WHAT YOU ARE ASKED TO DO: Rewrite every one of the records below, swapping "one marker per instance" for "one point per object" and keeping everything else the same. Leave the pictures out of your answer.

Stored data
:::::

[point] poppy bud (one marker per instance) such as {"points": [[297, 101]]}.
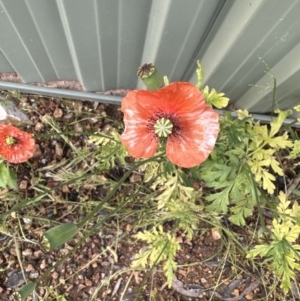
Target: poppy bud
{"points": [[150, 76]]}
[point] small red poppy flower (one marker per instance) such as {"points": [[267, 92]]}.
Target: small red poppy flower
{"points": [[177, 113], [16, 146]]}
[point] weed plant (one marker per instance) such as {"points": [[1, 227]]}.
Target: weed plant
{"points": [[239, 190]]}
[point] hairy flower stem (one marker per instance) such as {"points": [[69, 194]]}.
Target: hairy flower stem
{"points": [[262, 221], [112, 192]]}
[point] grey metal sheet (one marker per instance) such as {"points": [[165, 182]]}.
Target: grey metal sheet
{"points": [[100, 43]]}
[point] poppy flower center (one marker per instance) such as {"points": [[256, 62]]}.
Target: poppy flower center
{"points": [[163, 127], [11, 140], [163, 124]]}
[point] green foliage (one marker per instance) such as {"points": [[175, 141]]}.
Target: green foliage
{"points": [[200, 75], [169, 184], [162, 247], [243, 146], [214, 98], [283, 251]]}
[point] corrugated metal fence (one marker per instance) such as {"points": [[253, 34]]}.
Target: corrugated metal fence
{"points": [[101, 43]]}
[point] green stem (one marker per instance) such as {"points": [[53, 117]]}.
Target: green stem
{"points": [[112, 192], [262, 221]]}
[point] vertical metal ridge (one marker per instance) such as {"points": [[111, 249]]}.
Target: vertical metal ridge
{"points": [[69, 39], [226, 31], [99, 46], [42, 38], [23, 44], [252, 97]]}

:::::

CORRECT RESPONSE:
[point] poppy bud (one point per object) such as {"points": [[297, 101]]}.
Target: poppy bud
{"points": [[150, 76]]}
[point] small red poppy flower (one point per object) such as {"points": [[267, 92]]}.
Target: small red poppy flower
{"points": [[177, 113], [16, 146]]}
[point] weed plant (one point per object) such as {"points": [[1, 227]]}.
Target: weed plant
{"points": [[239, 190]]}
[point] hairy flower stem (one point per object) such as {"points": [[69, 194]]}.
Target: hairy flower stem
{"points": [[262, 221], [112, 192]]}
[point] grey metal sheet (one point per object) such as {"points": [[165, 182]]}.
Target: grey metal sheet
{"points": [[100, 43]]}
[point] poppy flower center (one point per object) such as {"points": [[256, 62]]}.
Target: poppy flower center
{"points": [[163, 127], [11, 140], [163, 124]]}
[point] green foliage (one point per object) such as {"points": [[175, 141]]}.
Target: green foliage
{"points": [[200, 75], [169, 184], [162, 247], [243, 146], [214, 98], [283, 251]]}
[point] corrugated metal fence (one point per object) such as {"points": [[253, 34]]}.
Target: corrugated metal fence
{"points": [[101, 43]]}
[point] green stem (one point per object) such as {"points": [[53, 117]]}.
Target: green stem
{"points": [[112, 192], [262, 221]]}
[point] vertical metal ridge (one point per object) such as {"points": [[111, 249]]}.
Target: vertical metal ridge
{"points": [[69, 39], [226, 31], [99, 46], [42, 38], [23, 44], [252, 97]]}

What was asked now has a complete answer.